May 13, 2021 @ 6:30 pm - 8:30 pm

The Capital Regional Beekeepers Association (CRBA) meets on the second Thursday of every month.

This meeting usually starts with a beginners/intermediate beekeeper corner 30 minutes before the regular club proceedings start around 7pm.

Agenda

  • 6:30PM – New Beekeepers Corner – Don L
    • Preventing swarms – what to look for
  • 7:00PM – Welcome – Bill F
    • Breeding queens – Barry D
    • What to do in May and June – Larry L
    • Q & A – Starting with how to split a hive – Carolyn H
  • 8:30PM – Close

Minutes

  • Meeting started at 6:34pm (via Zoom)
  • Bill welcomes everyone to the May CRBA General Meeting (approx. 53 attendees.)
  • Beginners Corner (Swarm Control) – Don
    • Why do bees swarm?
      • To propagate the species.
    • Hive can swarm more than once.

============

- [TO DO]:
1 – In the beekeepers meeting notice, on which day of each month does the CRBA meet?
2 – List every person the agenda in the beekeepers meeting notice names as leading an item.

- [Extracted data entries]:
============

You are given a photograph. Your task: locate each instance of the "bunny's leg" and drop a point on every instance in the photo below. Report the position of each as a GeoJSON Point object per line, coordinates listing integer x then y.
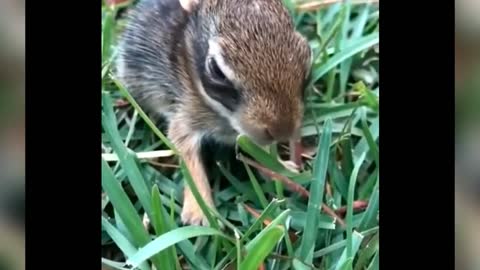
{"type": "Point", "coordinates": [187, 142]}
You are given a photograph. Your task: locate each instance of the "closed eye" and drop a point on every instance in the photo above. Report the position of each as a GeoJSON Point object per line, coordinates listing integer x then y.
{"type": "Point", "coordinates": [215, 70]}
{"type": "Point", "coordinates": [219, 87]}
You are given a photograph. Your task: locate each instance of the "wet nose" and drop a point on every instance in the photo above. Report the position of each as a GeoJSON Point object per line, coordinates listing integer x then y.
{"type": "Point", "coordinates": [280, 132]}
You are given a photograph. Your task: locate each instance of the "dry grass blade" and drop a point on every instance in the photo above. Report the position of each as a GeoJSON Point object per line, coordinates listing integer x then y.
{"type": "Point", "coordinates": [276, 176]}
{"type": "Point", "coordinates": [291, 185]}
{"type": "Point", "coordinates": [141, 155]}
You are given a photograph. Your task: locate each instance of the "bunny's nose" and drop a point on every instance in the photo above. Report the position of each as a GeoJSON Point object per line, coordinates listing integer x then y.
{"type": "Point", "coordinates": [280, 133]}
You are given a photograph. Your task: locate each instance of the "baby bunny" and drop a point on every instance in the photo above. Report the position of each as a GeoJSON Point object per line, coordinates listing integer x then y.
{"type": "Point", "coordinates": [214, 69]}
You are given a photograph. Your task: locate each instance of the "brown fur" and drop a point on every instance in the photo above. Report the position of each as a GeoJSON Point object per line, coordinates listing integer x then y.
{"type": "Point", "coordinates": [159, 59]}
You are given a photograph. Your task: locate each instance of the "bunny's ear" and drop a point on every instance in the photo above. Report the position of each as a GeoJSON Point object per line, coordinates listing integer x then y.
{"type": "Point", "coordinates": [189, 5]}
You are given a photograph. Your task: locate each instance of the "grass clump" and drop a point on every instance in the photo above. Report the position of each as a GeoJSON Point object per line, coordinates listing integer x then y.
{"type": "Point", "coordinates": [324, 216]}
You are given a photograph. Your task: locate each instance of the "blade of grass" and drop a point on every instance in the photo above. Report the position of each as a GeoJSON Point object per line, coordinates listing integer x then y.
{"type": "Point", "coordinates": [338, 245]}
{"type": "Point", "coordinates": [271, 207]}
{"type": "Point", "coordinates": [169, 239]}
{"type": "Point", "coordinates": [341, 42]}
{"type": "Point", "coordinates": [316, 195]}
{"type": "Point", "coordinates": [345, 261]}
{"type": "Point", "coordinates": [375, 262]}
{"type": "Point", "coordinates": [125, 208]}
{"type": "Point", "coordinates": [127, 159]}
{"type": "Point", "coordinates": [262, 248]}
{"type": "Point", "coordinates": [353, 48]}
{"type": "Point", "coordinates": [241, 187]}
{"type": "Point", "coordinates": [147, 120]}
{"type": "Point", "coordinates": [256, 186]}
{"type": "Point", "coordinates": [367, 253]}
{"type": "Point", "coordinates": [369, 218]}
{"type": "Point", "coordinates": [160, 215]}
{"type": "Point", "coordinates": [351, 194]}
{"type": "Point", "coordinates": [121, 241]}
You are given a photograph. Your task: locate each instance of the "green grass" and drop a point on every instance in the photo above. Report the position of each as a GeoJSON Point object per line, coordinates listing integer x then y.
{"type": "Point", "coordinates": [264, 222]}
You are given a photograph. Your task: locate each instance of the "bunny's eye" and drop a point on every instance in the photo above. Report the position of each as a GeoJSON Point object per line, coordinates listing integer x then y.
{"type": "Point", "coordinates": [215, 70]}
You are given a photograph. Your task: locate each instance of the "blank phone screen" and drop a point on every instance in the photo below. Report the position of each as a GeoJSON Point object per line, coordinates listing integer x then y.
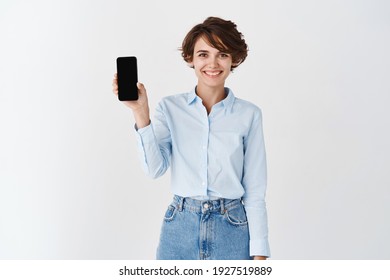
{"type": "Point", "coordinates": [127, 78]}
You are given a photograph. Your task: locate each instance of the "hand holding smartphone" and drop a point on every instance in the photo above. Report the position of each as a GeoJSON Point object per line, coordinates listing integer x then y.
{"type": "Point", "coordinates": [127, 78]}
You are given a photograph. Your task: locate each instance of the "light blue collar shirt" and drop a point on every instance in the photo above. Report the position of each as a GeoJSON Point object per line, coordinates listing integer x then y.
{"type": "Point", "coordinates": [221, 154]}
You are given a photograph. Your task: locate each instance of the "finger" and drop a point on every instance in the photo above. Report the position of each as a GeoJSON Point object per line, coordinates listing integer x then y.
{"type": "Point", "coordinates": [141, 88]}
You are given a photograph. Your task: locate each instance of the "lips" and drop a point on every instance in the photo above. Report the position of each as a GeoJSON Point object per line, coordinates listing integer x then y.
{"type": "Point", "coordinates": [212, 74]}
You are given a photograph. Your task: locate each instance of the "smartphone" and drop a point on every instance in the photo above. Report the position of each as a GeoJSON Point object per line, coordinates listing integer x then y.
{"type": "Point", "coordinates": [127, 78]}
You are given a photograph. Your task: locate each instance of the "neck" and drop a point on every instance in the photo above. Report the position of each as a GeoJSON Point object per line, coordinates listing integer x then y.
{"type": "Point", "coordinates": [210, 95]}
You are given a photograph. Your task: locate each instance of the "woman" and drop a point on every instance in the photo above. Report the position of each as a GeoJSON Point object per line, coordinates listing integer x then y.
{"type": "Point", "coordinates": [213, 142]}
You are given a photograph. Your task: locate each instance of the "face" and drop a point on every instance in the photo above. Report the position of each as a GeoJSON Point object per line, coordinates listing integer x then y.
{"type": "Point", "coordinates": [212, 67]}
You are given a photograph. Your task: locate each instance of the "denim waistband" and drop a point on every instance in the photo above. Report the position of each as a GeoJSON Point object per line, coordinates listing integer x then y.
{"type": "Point", "coordinates": [201, 206]}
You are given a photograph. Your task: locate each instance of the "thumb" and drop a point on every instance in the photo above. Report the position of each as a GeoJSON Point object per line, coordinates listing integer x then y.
{"type": "Point", "coordinates": [141, 87]}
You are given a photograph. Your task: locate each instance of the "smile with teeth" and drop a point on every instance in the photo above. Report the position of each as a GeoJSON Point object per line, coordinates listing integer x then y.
{"type": "Point", "coordinates": [212, 73]}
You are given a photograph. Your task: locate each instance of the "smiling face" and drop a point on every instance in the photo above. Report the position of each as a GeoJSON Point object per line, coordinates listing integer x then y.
{"type": "Point", "coordinates": [212, 66]}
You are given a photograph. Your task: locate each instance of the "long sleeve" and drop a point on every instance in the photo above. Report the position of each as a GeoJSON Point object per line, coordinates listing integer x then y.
{"type": "Point", "coordinates": [154, 145]}
{"type": "Point", "coordinates": [255, 184]}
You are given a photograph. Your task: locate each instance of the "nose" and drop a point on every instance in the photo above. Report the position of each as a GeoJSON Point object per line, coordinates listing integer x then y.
{"type": "Point", "coordinates": [213, 63]}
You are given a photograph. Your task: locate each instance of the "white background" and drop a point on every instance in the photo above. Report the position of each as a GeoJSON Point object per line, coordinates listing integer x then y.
{"type": "Point", "coordinates": [71, 184]}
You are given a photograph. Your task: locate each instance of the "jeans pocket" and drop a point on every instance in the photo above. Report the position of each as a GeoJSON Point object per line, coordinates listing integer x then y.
{"type": "Point", "coordinates": [236, 216]}
{"type": "Point", "coordinates": [170, 213]}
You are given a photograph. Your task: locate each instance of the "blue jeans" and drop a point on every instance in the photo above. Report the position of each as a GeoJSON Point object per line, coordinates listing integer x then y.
{"type": "Point", "coordinates": [204, 230]}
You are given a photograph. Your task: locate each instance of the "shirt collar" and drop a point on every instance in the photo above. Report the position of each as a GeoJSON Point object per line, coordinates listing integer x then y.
{"type": "Point", "coordinates": [227, 102]}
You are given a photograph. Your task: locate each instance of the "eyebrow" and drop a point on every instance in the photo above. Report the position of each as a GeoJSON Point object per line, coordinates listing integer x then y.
{"type": "Point", "coordinates": [208, 51]}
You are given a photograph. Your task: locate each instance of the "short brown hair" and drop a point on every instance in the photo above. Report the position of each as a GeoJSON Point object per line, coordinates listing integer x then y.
{"type": "Point", "coordinates": [220, 34]}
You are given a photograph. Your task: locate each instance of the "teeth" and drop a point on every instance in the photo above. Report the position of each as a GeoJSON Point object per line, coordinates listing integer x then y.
{"type": "Point", "coordinates": [212, 73]}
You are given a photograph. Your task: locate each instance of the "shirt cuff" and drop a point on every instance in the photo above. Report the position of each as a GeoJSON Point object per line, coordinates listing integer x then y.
{"type": "Point", "coordinates": [144, 135]}
{"type": "Point", "coordinates": [259, 247]}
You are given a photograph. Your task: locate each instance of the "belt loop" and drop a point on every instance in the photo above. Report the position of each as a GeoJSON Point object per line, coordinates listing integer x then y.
{"type": "Point", "coordinates": [222, 204]}
{"type": "Point", "coordinates": [181, 202]}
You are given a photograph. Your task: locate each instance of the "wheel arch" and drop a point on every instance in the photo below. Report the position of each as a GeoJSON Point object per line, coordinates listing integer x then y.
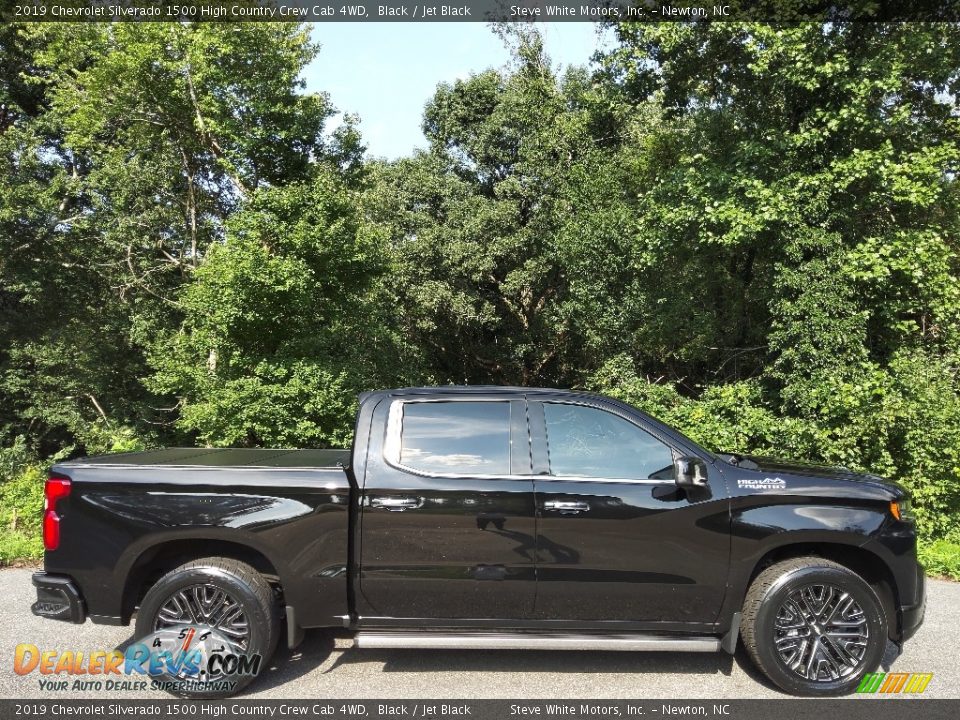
{"type": "Point", "coordinates": [156, 560]}
{"type": "Point", "coordinates": [855, 558]}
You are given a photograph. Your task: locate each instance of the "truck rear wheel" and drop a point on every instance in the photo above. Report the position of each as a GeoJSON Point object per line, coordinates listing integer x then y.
{"type": "Point", "coordinates": [813, 627]}
{"type": "Point", "coordinates": [218, 606]}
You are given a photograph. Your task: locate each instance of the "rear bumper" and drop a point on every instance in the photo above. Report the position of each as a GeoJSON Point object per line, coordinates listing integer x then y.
{"type": "Point", "coordinates": [58, 598]}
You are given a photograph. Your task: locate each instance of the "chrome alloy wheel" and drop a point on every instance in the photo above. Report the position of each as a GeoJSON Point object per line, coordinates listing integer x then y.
{"type": "Point", "coordinates": [206, 607]}
{"type": "Point", "coordinates": [821, 633]}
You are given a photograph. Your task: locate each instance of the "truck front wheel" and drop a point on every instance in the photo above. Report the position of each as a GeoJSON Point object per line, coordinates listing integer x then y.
{"type": "Point", "coordinates": [813, 627]}
{"type": "Point", "coordinates": [210, 626]}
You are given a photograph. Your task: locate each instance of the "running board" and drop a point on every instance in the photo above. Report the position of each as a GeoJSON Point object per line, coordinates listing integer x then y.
{"type": "Point", "coordinates": [437, 640]}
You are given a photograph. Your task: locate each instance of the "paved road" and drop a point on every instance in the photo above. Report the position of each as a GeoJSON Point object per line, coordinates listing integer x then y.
{"type": "Point", "coordinates": [326, 667]}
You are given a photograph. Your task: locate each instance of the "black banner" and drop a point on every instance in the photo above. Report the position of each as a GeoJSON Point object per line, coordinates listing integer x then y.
{"type": "Point", "coordinates": [478, 11]}
{"type": "Point", "coordinates": [859, 708]}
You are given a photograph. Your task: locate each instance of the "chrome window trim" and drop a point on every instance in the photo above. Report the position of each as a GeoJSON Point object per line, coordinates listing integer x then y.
{"type": "Point", "coordinates": [391, 447]}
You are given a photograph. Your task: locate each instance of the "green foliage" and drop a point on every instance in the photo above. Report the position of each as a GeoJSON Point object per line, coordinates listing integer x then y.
{"type": "Point", "coordinates": [941, 558]}
{"type": "Point", "coordinates": [280, 329]}
{"type": "Point", "coordinates": [21, 504]}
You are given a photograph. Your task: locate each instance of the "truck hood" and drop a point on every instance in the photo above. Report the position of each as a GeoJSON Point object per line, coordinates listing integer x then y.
{"type": "Point", "coordinates": [775, 466]}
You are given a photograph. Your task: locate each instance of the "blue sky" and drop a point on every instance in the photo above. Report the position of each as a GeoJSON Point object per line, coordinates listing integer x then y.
{"type": "Point", "coordinates": [386, 72]}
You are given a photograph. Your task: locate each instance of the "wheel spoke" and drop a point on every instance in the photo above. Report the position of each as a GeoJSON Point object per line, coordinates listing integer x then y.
{"type": "Point", "coordinates": [207, 608]}
{"type": "Point", "coordinates": [821, 633]}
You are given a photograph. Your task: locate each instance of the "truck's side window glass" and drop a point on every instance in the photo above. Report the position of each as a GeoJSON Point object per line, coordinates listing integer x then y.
{"type": "Point", "coordinates": [588, 442]}
{"type": "Point", "coordinates": [456, 437]}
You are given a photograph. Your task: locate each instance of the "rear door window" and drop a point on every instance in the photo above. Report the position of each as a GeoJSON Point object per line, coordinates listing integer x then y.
{"type": "Point", "coordinates": [460, 438]}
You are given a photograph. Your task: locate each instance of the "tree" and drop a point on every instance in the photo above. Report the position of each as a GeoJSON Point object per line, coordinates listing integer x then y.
{"type": "Point", "coordinates": [146, 140]}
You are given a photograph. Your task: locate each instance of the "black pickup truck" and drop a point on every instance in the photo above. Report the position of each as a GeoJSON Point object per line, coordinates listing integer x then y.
{"type": "Point", "coordinates": [488, 517]}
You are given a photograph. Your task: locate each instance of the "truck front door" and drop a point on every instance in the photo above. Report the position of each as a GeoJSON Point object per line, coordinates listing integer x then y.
{"type": "Point", "coordinates": [448, 518]}
{"type": "Point", "coordinates": [617, 539]}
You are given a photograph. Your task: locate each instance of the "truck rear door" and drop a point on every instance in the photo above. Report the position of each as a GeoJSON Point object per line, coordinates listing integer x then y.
{"type": "Point", "coordinates": [448, 517]}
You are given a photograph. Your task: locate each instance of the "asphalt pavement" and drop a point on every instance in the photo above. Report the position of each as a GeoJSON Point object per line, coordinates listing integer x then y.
{"type": "Point", "coordinates": [325, 666]}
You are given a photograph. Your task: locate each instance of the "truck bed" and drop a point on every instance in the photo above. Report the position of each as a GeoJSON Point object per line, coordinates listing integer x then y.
{"type": "Point", "coordinates": [220, 457]}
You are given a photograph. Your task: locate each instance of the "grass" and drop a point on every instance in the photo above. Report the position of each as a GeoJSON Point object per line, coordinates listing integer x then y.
{"type": "Point", "coordinates": [21, 500]}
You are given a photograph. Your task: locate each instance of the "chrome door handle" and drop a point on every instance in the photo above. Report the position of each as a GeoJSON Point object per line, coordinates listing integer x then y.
{"type": "Point", "coordinates": [567, 506]}
{"type": "Point", "coordinates": [396, 504]}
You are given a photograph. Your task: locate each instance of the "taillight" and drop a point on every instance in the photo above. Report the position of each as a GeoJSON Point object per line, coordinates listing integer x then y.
{"type": "Point", "coordinates": [54, 489]}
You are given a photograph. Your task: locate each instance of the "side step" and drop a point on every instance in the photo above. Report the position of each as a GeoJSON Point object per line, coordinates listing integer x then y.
{"type": "Point", "coordinates": [523, 640]}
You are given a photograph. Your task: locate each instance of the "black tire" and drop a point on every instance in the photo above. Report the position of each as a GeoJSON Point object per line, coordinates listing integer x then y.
{"type": "Point", "coordinates": [244, 585]}
{"type": "Point", "coordinates": [810, 656]}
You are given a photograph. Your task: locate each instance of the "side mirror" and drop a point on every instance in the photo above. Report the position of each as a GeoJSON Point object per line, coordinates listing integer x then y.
{"type": "Point", "coordinates": [690, 472]}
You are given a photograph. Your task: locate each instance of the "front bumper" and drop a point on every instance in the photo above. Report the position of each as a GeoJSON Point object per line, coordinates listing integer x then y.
{"type": "Point", "coordinates": [58, 598]}
{"type": "Point", "coordinates": [911, 617]}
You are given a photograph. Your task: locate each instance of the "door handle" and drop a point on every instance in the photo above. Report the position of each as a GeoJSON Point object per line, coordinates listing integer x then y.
{"type": "Point", "coordinates": [397, 504]}
{"type": "Point", "coordinates": [567, 506]}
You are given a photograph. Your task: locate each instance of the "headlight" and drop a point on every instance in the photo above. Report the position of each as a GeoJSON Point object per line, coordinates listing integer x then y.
{"type": "Point", "coordinates": [902, 510]}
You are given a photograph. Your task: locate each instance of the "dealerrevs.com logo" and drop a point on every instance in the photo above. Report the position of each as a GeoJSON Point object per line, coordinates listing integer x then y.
{"type": "Point", "coordinates": [177, 659]}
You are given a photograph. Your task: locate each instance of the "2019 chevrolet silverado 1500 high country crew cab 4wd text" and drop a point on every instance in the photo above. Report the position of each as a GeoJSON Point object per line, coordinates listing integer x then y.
{"type": "Point", "coordinates": [487, 517]}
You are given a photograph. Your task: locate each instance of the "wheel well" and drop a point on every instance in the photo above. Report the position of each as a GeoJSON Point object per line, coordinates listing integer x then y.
{"type": "Point", "coordinates": [863, 562]}
{"type": "Point", "coordinates": [157, 561]}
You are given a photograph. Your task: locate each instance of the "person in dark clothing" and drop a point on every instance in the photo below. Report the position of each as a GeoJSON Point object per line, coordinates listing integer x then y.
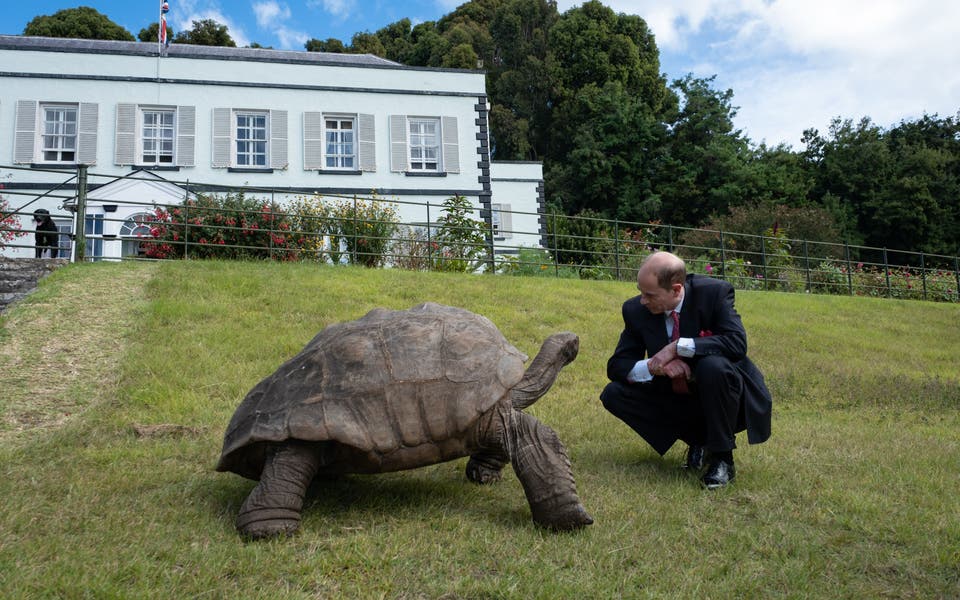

============

- [SOLUTIONS TO THE EXERCISE]:
1 – The second Thursday of every month.

2 – Don L, Bill F, Barry D, Larry L, Carolyn H